▸ Records provided:
Begin

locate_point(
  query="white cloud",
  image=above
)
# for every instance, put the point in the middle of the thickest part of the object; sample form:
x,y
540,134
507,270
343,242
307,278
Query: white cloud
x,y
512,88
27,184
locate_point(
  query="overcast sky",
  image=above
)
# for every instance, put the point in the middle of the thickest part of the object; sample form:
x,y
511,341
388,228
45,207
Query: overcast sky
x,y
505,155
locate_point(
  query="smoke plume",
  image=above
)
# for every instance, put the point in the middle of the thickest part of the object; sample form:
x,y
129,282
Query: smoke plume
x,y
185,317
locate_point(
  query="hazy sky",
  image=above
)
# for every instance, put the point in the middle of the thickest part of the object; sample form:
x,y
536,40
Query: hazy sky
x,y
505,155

End

▸ What needs to be done:
Reproduce all of the data above, requests included, but scale every x,y point coordinate in the answers by 1.45 and round to whole numbers, with halves going up. Leave the coordinates in the requests and their sample forms unchanged.

▸ Answer to this problem:
locate_point(
  query="white cloud",
  image=above
)
# for every instance, put the point in the middle of the thickest part of the object; sample form:
x,y
540,134
507,270
343,242
307,278
Query: white cloud
x,y
742,128
39,267
locate_point(
  query="overcast sky",
  image=above
)
# for every instance, put the point in the middle of the thickest part of the object; sample form:
x,y
511,341
388,228
45,207
Query: overcast sky
x,y
732,225
locate_point(
  query="smoke plume",
  image=above
)
# for every instance, put the point in the middle of the thickest part of the object; sample form:
x,y
129,282
Query: smoke plume
x,y
268,460
locate_point(
  query="hazy sky",
  image=above
)
# for every instance, put the point in the middle of the thickest part of the object; sample form:
x,y
536,40
Query: hazy sky
x,y
732,225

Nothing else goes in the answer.